[Stored data]
--- START ---
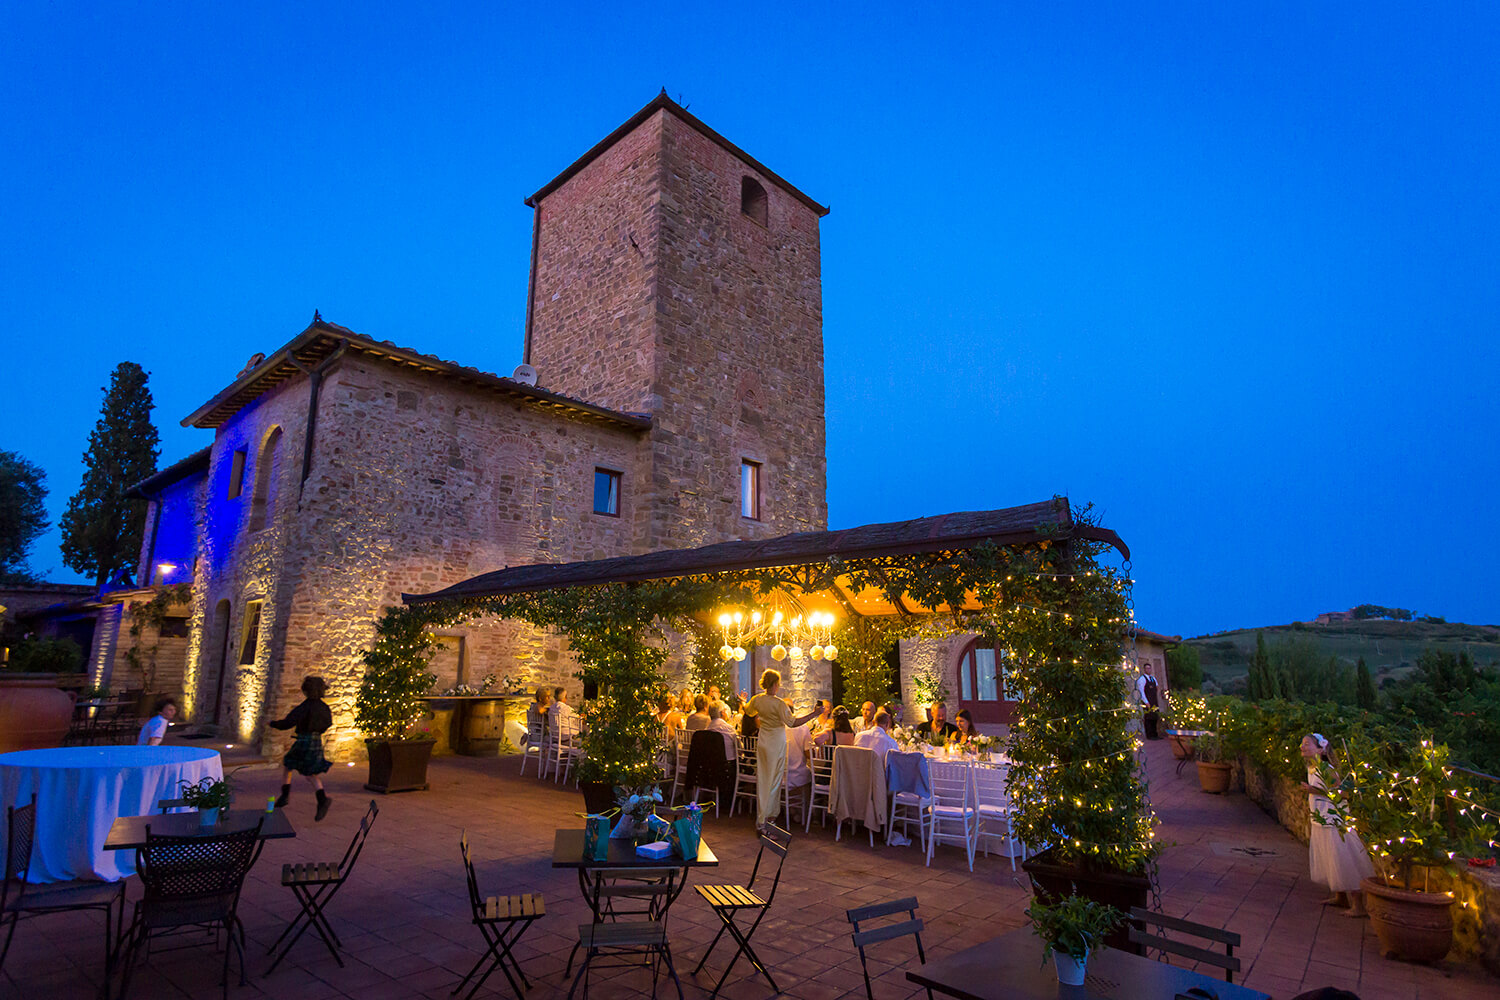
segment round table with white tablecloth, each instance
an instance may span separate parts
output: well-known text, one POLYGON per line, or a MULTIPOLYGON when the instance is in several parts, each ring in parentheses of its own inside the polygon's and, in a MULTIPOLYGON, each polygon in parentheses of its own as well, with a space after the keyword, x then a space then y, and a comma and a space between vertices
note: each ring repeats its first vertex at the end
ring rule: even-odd
MULTIPOLYGON (((106 851, 120 816, 145 816, 180 796, 183 781, 223 778, 216 750, 200 747, 57 747, 0 754, 0 805, 36 795, 32 882, 103 879, 135 872, 135 853, 106 851)), ((0 843, 0 852, 4 844, 0 843)))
--- END ---
• _WHAT YOU NEED TO DO_
Copy exactly the line containing "note: each ring" and every line after it, ending with the last line of the records above.

• _REPLY_
note: each ring repeats its first vertex at the end
ring rule: even-odd
MULTIPOLYGON (((106 851, 120 816, 145 816, 180 796, 183 781, 223 778, 216 750, 200 747, 57 747, 0 754, 0 805, 36 795, 32 882, 103 879, 135 872, 135 853, 106 851)), ((0 843, 0 852, 4 844, 0 843)))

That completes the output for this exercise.